▶ _Given records_
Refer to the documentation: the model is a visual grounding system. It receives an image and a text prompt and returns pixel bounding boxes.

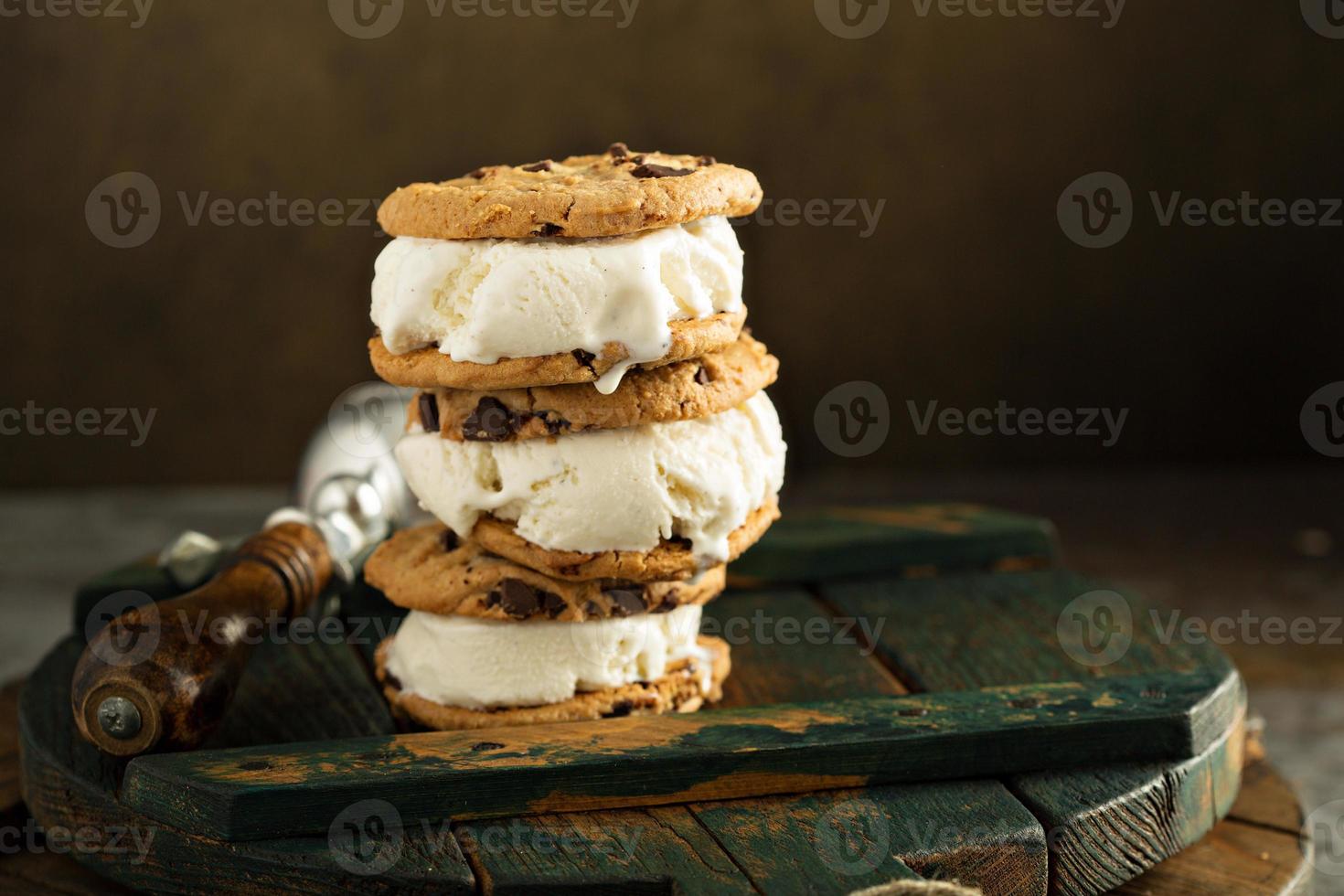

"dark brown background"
[0,0,1344,486]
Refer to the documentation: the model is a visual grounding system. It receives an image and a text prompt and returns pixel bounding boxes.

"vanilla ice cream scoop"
[397,392,784,564]
[372,218,741,393]
[387,604,712,709]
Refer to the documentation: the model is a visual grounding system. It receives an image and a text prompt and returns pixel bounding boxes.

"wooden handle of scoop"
[69,523,332,756]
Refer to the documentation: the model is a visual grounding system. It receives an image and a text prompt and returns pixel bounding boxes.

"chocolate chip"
[418,392,438,432]
[603,589,648,616]
[541,591,564,619]
[527,411,571,435]
[570,348,597,373]
[630,164,695,177]
[463,396,518,442]
[603,699,635,719]
[500,579,538,619]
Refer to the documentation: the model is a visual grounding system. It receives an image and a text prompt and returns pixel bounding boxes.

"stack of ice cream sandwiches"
[364,144,784,730]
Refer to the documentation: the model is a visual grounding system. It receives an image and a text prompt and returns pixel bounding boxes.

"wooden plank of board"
[454,806,757,893]
[1007,709,1244,896]
[454,591,913,893]
[694,781,1047,896]
[700,591,906,709]
[731,504,1058,586]
[123,673,1239,839]
[821,571,1232,690]
[823,572,1244,895]
[19,635,475,896]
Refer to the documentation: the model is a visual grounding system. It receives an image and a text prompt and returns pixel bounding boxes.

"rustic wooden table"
[0,472,1344,893]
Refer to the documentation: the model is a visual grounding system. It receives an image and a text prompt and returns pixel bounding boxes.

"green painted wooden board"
[731,504,1059,583]
[23,510,1243,893]
[123,672,1238,839]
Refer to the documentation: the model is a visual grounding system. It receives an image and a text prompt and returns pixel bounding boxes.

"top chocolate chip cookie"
[378,144,761,240]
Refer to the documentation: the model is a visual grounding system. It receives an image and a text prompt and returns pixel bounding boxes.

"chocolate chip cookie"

▶ _Objective_
Reproduce the material above word for word, leaving out the picture.

▶ _Exercise answer_
Refer to the documentation: the model is a visual grounding system. It receives an image and a text prompt and returns pixel bounding boxes.


"dark brown background"
[0,0,1344,486]
Refer to the documentation: the model is a visual grounding system. It receives an image and a text prompt and returns pixel bounding boxes.

"vanilla ice cream scoop"
[397,392,784,564]
[372,218,741,393]
[387,604,712,709]
Refer to the documentation: the model is a visual grounding system. It receives an image and a text prompt and returns pixel bounding boxes.

"wooden handle of scoop"
[69,523,332,756]
Refer to the documentation: the model is a visual grounding system. It receives an image and a text prompt and returns pixel bounding boxes.

"chocolate chip"
[418,392,438,432]
[603,589,648,616]
[541,591,564,619]
[527,411,571,435]
[570,348,597,373]
[630,164,695,177]
[463,396,518,442]
[603,699,635,719]
[500,579,538,619]
Refer to the documentation: the model is a visual grounding system. It receives an image and a text prompt and returns pixel bounding boxes.

"stack of ice cream sandwiches"
[364,144,784,730]
Refer to the documentation: the model is a visual grounding system. It receives an image and a text prompt and returns pixel bounding boxes.

"wooden plank of board"
[454,806,757,893]
[1007,709,1244,896]
[454,591,913,893]
[694,781,1047,896]
[700,591,906,709]
[731,504,1058,586]
[123,673,1239,839]
[821,571,1232,690]
[823,572,1244,895]
[19,635,475,896]
Refer to the documentation: the model is a visual grounding system. It receives an image and a text prompt and returns pixel bounding boxes.

"rustic wooden table"
[0,472,1344,893]
Refer to the documentation: the model is a visual grounding system. It receives an image and a text prompt and returns pixel bounding boxes.

"green painted wooden board"
[731,504,1059,583]
[23,510,1243,893]
[123,672,1238,839]
Refer to the documentation: the model is a visual grounding system. It receives an image and a text prompt and returns pixel bounding boxes.

"top chocolate chip cookie"
[378,144,761,240]
Refer to the documentation: the model is a visual grounding system. It receives an image and a text prompt and returns pixel bounding boxes.

"chocolate chip cookie"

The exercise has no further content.